SUPPLIED RECORDS
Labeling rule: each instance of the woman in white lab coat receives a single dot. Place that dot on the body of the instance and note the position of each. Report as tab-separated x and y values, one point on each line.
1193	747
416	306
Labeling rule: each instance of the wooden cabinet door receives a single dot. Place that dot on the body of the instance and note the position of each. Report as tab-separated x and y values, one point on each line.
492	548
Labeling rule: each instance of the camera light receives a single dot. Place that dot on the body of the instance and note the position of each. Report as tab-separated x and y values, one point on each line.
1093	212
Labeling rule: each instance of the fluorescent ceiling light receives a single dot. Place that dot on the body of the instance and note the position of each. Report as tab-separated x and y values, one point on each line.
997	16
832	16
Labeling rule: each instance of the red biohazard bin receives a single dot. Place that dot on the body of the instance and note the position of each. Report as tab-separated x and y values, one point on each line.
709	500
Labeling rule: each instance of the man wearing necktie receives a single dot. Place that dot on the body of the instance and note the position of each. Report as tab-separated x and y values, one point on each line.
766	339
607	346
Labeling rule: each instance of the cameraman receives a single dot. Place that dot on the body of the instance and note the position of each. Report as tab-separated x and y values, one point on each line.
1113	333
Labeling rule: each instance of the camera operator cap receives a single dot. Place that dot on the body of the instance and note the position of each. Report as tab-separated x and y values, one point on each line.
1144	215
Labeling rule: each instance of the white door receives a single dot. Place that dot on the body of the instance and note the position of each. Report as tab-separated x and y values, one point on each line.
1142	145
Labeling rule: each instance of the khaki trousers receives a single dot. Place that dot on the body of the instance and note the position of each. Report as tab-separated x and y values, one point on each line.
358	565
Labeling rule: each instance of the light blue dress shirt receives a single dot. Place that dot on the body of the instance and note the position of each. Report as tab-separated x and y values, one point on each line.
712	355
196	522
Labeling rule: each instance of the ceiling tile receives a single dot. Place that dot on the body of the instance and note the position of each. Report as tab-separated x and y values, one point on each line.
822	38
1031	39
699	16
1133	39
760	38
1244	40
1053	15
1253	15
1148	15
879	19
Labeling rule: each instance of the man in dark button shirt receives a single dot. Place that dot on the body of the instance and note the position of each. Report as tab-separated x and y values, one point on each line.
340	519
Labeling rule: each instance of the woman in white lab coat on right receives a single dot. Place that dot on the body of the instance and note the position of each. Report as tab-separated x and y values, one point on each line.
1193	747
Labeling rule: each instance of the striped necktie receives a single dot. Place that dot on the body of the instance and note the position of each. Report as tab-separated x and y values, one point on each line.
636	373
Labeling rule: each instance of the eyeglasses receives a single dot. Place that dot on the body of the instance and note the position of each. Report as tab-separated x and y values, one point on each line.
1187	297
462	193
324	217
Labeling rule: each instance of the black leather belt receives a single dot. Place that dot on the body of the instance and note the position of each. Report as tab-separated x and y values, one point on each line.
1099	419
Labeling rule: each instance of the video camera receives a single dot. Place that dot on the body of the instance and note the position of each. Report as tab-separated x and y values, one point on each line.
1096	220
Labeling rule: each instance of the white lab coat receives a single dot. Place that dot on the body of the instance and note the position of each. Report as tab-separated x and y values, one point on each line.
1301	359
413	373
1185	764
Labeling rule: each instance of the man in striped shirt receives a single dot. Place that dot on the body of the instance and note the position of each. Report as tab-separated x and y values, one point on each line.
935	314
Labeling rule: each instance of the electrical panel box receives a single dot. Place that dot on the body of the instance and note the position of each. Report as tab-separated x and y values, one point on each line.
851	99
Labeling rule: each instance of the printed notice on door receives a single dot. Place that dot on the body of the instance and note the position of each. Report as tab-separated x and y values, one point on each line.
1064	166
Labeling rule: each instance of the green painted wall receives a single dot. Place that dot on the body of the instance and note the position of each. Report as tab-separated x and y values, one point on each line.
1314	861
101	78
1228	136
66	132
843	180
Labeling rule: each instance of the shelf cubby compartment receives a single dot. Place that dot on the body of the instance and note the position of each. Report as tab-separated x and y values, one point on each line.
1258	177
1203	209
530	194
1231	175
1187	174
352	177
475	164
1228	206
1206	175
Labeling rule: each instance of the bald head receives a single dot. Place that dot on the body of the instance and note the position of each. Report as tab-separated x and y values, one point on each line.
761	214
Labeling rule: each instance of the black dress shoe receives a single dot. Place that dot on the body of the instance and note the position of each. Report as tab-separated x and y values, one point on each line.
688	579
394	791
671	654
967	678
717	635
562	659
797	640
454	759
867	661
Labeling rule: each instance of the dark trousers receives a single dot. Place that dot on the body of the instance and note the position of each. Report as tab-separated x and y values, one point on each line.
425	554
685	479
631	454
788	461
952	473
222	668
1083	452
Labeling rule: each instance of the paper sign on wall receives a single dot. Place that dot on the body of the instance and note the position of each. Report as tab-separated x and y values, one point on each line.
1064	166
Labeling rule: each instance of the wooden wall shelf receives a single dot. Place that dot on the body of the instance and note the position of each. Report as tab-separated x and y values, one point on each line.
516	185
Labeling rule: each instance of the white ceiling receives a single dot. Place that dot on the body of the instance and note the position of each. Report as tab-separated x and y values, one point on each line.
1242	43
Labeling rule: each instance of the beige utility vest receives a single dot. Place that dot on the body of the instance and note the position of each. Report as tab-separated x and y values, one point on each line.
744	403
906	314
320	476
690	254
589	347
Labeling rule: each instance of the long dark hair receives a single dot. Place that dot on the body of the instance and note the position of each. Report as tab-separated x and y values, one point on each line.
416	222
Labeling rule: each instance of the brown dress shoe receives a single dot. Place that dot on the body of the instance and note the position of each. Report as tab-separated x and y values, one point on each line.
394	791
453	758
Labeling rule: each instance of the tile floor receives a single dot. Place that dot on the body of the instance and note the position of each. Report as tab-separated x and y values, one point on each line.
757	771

WHAT YOU SHOULD DO
Transcribe the line that contains "Labeling rule: each instance of the brown" exactly, then each line after it through the end of the material. Nothing else belongs in the output.

ANSWER BOX
Labeling rule: each instance of the brown dress shoe receives a single dot. Place that dot on the body of the instance and note the position of each. Report as tab-separated x and y values, one point on each line.
394	791
453	758
Labeling rule: each instance of the tile floor receives a single dot. Place that dot on the body of the instance and note the position of each. Report as tab-separated x and y values, one point on each line.
757	771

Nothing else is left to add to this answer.